Brief: Every line from the one with "Each instance receives exactly one keypoint. Mark the dry" to the end of the data needs to be copied exactly, and no line before it.

Provided entries:
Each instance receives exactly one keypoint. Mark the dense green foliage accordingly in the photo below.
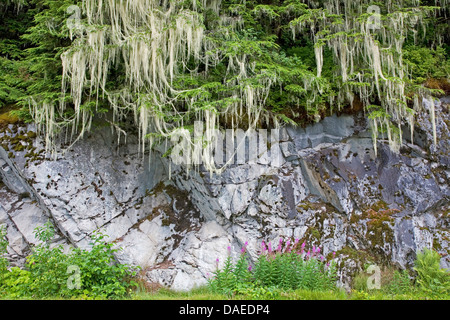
(54, 271)
(252, 63)
(283, 269)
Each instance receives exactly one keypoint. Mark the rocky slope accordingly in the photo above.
(329, 189)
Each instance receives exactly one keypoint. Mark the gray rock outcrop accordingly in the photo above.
(329, 189)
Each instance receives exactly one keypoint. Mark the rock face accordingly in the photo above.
(328, 189)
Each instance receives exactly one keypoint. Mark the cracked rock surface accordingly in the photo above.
(329, 189)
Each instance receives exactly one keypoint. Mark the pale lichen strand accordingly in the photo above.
(156, 40)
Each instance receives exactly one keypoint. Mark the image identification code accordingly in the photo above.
(227, 309)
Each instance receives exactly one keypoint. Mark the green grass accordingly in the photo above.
(204, 293)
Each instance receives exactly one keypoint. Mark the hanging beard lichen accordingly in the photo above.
(368, 51)
(166, 64)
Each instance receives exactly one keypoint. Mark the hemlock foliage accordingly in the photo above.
(231, 63)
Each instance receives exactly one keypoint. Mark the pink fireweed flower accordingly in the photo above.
(288, 248)
(263, 245)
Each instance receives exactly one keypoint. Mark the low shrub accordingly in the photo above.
(283, 269)
(430, 277)
(50, 271)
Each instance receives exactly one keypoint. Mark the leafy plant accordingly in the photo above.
(430, 277)
(281, 269)
(400, 283)
(3, 250)
(49, 270)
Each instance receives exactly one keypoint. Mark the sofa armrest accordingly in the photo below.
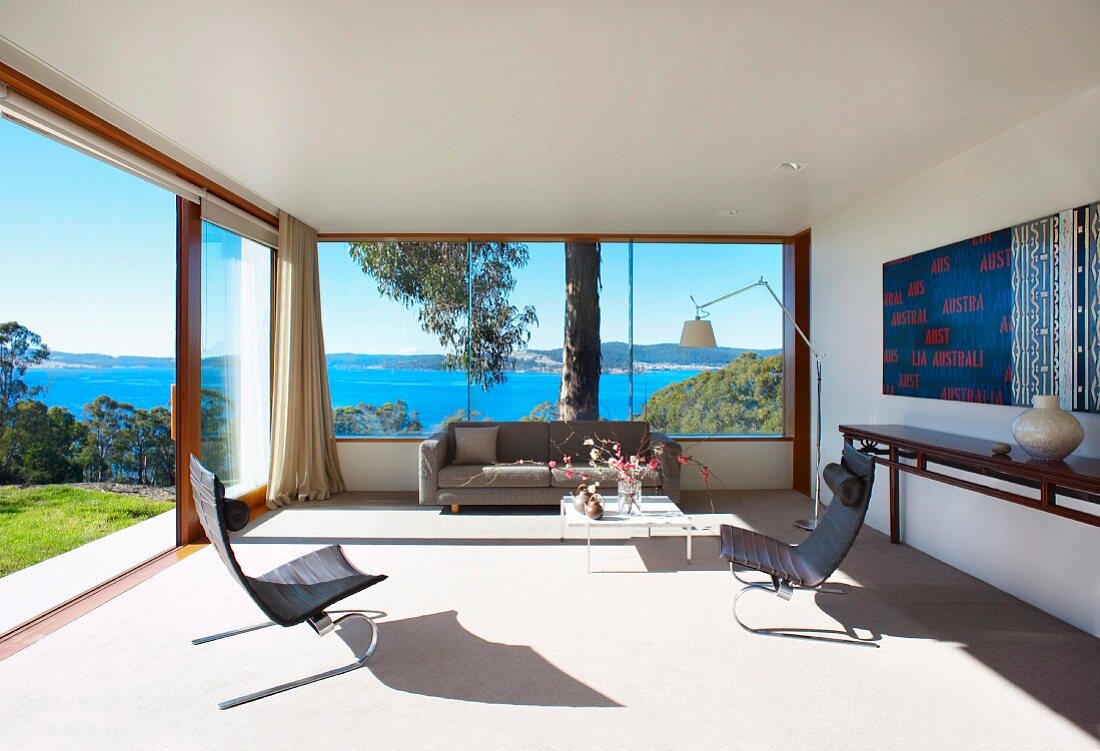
(432, 459)
(670, 463)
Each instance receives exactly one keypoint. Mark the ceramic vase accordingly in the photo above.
(1046, 431)
(581, 499)
(628, 497)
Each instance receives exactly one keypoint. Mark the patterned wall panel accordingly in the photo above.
(1085, 241)
(1036, 284)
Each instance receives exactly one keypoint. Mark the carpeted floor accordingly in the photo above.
(495, 638)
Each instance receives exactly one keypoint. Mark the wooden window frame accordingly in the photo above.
(795, 296)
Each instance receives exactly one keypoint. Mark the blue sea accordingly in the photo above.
(436, 395)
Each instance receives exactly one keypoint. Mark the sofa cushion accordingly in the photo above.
(475, 445)
(567, 439)
(603, 475)
(515, 441)
(494, 475)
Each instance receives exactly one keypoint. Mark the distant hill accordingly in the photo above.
(646, 356)
(92, 360)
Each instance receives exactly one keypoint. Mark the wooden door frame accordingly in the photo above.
(187, 416)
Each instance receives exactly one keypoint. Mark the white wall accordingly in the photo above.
(380, 465)
(1047, 164)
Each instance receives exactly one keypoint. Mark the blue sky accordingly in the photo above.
(87, 252)
(666, 277)
(87, 260)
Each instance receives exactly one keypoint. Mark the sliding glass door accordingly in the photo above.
(235, 341)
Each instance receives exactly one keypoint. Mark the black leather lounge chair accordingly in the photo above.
(294, 593)
(809, 564)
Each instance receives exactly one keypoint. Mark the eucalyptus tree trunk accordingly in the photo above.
(580, 357)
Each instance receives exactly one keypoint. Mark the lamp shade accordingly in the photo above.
(697, 333)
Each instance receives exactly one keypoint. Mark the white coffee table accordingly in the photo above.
(656, 511)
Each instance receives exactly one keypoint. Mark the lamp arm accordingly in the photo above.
(762, 283)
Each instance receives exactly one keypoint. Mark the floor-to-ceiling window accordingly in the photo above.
(735, 388)
(396, 321)
(422, 333)
(235, 401)
(87, 341)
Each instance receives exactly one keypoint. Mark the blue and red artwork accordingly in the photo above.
(999, 318)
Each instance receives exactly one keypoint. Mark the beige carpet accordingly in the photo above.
(495, 638)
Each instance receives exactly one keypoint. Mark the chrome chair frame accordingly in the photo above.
(299, 591)
(785, 591)
(321, 625)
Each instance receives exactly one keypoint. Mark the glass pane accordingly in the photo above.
(237, 288)
(732, 389)
(395, 319)
(519, 308)
(615, 331)
(87, 341)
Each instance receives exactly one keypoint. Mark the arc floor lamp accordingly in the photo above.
(699, 333)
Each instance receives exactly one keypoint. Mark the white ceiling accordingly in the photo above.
(561, 117)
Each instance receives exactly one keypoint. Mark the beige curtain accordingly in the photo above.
(304, 464)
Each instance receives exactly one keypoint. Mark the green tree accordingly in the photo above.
(581, 356)
(389, 419)
(20, 349)
(440, 279)
(39, 444)
(146, 451)
(105, 452)
(744, 397)
(546, 411)
(461, 416)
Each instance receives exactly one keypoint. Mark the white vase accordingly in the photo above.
(1047, 431)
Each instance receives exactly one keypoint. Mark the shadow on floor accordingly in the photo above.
(435, 655)
(1048, 660)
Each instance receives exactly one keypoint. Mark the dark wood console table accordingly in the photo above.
(1076, 477)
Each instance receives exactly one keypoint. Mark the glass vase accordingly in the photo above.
(629, 497)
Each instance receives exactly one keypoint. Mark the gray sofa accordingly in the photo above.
(521, 473)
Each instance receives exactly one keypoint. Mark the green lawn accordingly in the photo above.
(41, 521)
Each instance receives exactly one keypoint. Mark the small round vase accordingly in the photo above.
(1046, 431)
(581, 499)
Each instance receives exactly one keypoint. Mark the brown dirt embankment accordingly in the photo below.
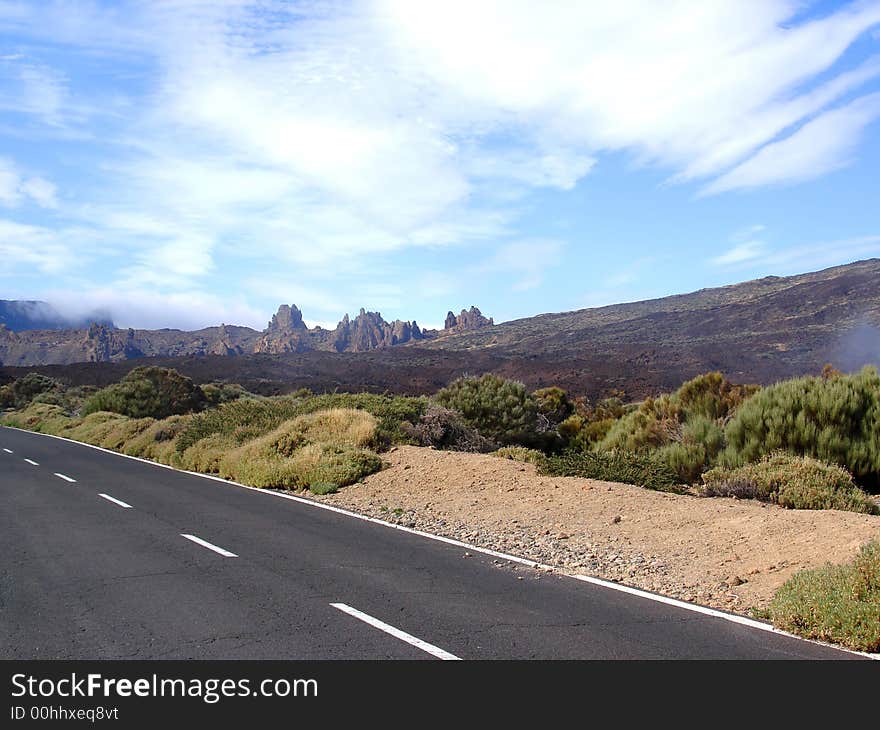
(727, 553)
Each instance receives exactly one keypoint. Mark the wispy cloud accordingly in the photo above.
(322, 136)
(822, 145)
(16, 189)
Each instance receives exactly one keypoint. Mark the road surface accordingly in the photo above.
(105, 557)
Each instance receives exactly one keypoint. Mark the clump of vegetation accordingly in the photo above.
(834, 418)
(325, 447)
(308, 465)
(501, 410)
(591, 422)
(40, 417)
(218, 393)
(838, 604)
(339, 426)
(19, 393)
(391, 411)
(157, 441)
(442, 428)
(522, 454)
(148, 392)
(248, 418)
(641, 469)
(796, 482)
(685, 429)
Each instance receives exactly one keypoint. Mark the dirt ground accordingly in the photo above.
(727, 553)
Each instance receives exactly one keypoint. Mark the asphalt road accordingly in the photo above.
(84, 577)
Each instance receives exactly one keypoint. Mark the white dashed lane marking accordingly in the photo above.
(206, 544)
(396, 633)
(115, 501)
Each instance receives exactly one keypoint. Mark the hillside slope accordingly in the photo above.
(759, 331)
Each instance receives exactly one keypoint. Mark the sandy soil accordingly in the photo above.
(726, 553)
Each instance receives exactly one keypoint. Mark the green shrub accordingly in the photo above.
(20, 392)
(712, 396)
(521, 453)
(834, 419)
(148, 392)
(323, 488)
(321, 447)
(391, 411)
(838, 604)
(656, 422)
(219, 393)
(157, 441)
(640, 469)
(442, 428)
(249, 418)
(795, 482)
(501, 410)
(40, 417)
(311, 464)
(553, 404)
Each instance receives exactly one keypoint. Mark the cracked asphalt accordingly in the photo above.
(83, 578)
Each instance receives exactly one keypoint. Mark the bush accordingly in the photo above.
(157, 441)
(248, 418)
(656, 422)
(22, 391)
(553, 404)
(441, 428)
(713, 396)
(834, 419)
(838, 604)
(219, 393)
(337, 426)
(522, 454)
(501, 410)
(790, 481)
(322, 447)
(40, 417)
(640, 469)
(311, 464)
(148, 392)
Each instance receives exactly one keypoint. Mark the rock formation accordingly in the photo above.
(469, 319)
(368, 331)
(286, 332)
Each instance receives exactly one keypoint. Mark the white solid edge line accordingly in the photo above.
(396, 633)
(206, 544)
(657, 597)
(115, 501)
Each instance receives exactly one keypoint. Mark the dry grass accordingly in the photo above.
(337, 426)
(157, 442)
(40, 417)
(837, 603)
(321, 447)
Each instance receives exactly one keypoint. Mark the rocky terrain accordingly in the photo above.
(19, 316)
(727, 553)
(285, 333)
(758, 331)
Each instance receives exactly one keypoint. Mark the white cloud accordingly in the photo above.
(16, 189)
(320, 136)
(740, 253)
(822, 145)
(523, 262)
(29, 249)
(142, 309)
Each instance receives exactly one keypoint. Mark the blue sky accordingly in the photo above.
(189, 162)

Finished exercise:
Each instance receives exactly one keypoint. Mark the dry grass accordingly in the photo above.
(337, 426)
(157, 442)
(40, 417)
(837, 603)
(321, 447)
Each instance receives exactly one keypoint. Mark the rocky terrain accordingly in the photo above.
(19, 316)
(727, 553)
(285, 333)
(758, 331)
Each instance receives exactly one keypoint. Mark the white cloud accordingly in the photo above.
(16, 189)
(320, 136)
(740, 253)
(822, 145)
(523, 262)
(29, 249)
(142, 309)
Each instance receives exactly one keypoint. Mark the blue sky accordingly in the photo above.
(189, 162)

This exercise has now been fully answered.